EXERCISE OBJECTIVE
Write out every line of the items below as a numbered list, skipping blank lines and leaving out the pictures.

DATA LISTING

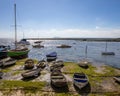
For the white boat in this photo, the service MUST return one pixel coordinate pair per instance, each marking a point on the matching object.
(80, 80)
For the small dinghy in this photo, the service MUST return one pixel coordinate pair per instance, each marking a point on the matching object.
(83, 64)
(58, 79)
(108, 53)
(41, 64)
(80, 80)
(38, 46)
(117, 78)
(7, 62)
(38, 42)
(29, 64)
(64, 46)
(51, 56)
(31, 73)
(1, 74)
(56, 65)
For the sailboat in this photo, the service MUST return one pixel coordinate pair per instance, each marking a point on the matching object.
(21, 51)
(106, 52)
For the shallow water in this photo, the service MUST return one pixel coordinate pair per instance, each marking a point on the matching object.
(77, 52)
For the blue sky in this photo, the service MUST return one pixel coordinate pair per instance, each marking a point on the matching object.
(61, 18)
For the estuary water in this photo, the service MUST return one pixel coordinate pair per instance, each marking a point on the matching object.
(77, 52)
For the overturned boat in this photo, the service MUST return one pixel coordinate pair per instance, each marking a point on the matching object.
(58, 79)
(80, 80)
(31, 73)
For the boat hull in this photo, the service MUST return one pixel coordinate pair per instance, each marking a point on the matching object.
(3, 54)
(18, 54)
(80, 80)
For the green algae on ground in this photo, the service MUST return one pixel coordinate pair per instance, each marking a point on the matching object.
(26, 85)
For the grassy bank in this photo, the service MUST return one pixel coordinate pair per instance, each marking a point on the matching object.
(100, 81)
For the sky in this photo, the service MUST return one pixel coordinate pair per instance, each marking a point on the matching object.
(61, 18)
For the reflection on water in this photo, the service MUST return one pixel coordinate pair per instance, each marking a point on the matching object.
(76, 52)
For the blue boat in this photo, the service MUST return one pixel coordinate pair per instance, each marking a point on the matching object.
(51, 56)
(80, 80)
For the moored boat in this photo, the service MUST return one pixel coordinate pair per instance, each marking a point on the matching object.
(41, 64)
(83, 64)
(38, 42)
(23, 41)
(80, 80)
(117, 78)
(51, 56)
(31, 73)
(38, 46)
(7, 62)
(1, 74)
(64, 46)
(108, 53)
(17, 52)
(3, 51)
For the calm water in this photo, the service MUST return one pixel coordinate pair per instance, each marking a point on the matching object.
(76, 52)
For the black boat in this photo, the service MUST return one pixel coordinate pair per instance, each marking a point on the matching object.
(51, 56)
(80, 80)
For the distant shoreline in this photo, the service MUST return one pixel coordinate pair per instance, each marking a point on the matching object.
(81, 39)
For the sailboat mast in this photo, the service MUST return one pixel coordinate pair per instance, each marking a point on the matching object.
(15, 25)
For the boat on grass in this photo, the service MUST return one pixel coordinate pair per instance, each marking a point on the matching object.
(31, 73)
(117, 78)
(58, 79)
(80, 80)
(41, 64)
(51, 56)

EXERCISE OUTPUT
1. For the white boat in this photo, the service MUST return one pixel coordinate pair per instance, each marking a point on the matching object.
2. (80, 80)
3. For the small dinghy in this photo, the service MUST return one pixel coordinate pair per instance, each marking a point on the matching object.
4. (83, 64)
5. (58, 79)
6. (108, 53)
7. (41, 64)
8. (80, 80)
9. (38, 46)
10. (117, 78)
11. (7, 62)
12. (38, 42)
13. (29, 64)
14. (64, 46)
15. (51, 56)
16. (31, 73)
17. (1, 74)
18. (56, 65)
19. For the sailboat in this photo, the service MUST return one pixel coordinate pair per instance, each marking a point on the matching object.
20. (21, 51)
21. (106, 52)
22. For the shallow water in this photo, the service MUST return one pixel coordinate pair per instance, each marking a point on the matching object.
23. (77, 52)
24. For the blue sky in this photo, the service MUST return one pixel coordinate pair per instance, each marking a point on the matching object.
25. (61, 18)
26. For the estuary water in this photo, the service MUST return one pixel coordinate pair per instance, each marking a point on the matching object.
27. (77, 52)
28. For the overturned boat in this photo, the service MUST return one pixel coordinate pair per instance, each marking a point on the matching object.
29. (58, 79)
30. (80, 80)
31. (31, 73)
32. For the boat hull in this photo, the service MUST return one pixel coordinate pair per instance, each marking a point on the matching object.
33. (3, 54)
34. (18, 54)
35. (80, 80)
36. For the green algae on ground in this photo, the service MUST return one pixel coordinate pair per instance, each marking a point on the matching object.
37. (26, 85)
38. For the grassy bank in this photo, the service MUST return one pixel coordinate pair per instance, each marking a point on the matching object.
39. (100, 81)
40. For the sky in this photo, the service MUST return one pixel coordinate pair per instance, each marking a point on the matching object.
41. (61, 18)
42. For the reflection on water in this photo, the service MUST return one pixel coordinate pair per instance, each marking a point on the matching object.
43. (76, 52)
44. For the blue boat in this photo, the service MUST return one pixel coordinate pair per instance, each marking a point on the matching object.
45. (51, 56)
46. (80, 80)
47. For the moored boat in this photo, the service MUST return one pixel coordinate pair per instance, each marking a point on the matching object.
48. (41, 64)
49. (83, 64)
50. (38, 42)
51. (23, 41)
52. (80, 80)
53. (117, 78)
54. (51, 56)
55. (31, 73)
56. (38, 46)
57. (7, 62)
58. (1, 74)
59. (64, 46)
60. (108, 53)
61. (17, 52)
62. (3, 51)
63. For the calm water in this photo, the service MUST return one pixel coordinate pair per instance, each marking a point on the matching object.
64. (76, 52)
65. For the black boat in this photo, the service MUST return one pixel coordinate pair per instance, each marking a point on the matching object.
66. (51, 56)
67. (80, 80)
68. For the distant shoreline in this photo, the service MUST return one pixel coordinate pair per instance, each marking a point on the matching object.
69. (81, 39)
70. For the sailboat mast in this photo, the service MUST return one pixel coordinate pair per instance, each marking a point on the matching object.
71. (15, 25)
72. For the boat on grass in this photo, the service MUST return one pixel coordinate pair per instance, each marking a point on the matching object.
73. (31, 73)
74. (117, 78)
75. (58, 79)
76. (80, 80)
77. (41, 64)
78. (51, 56)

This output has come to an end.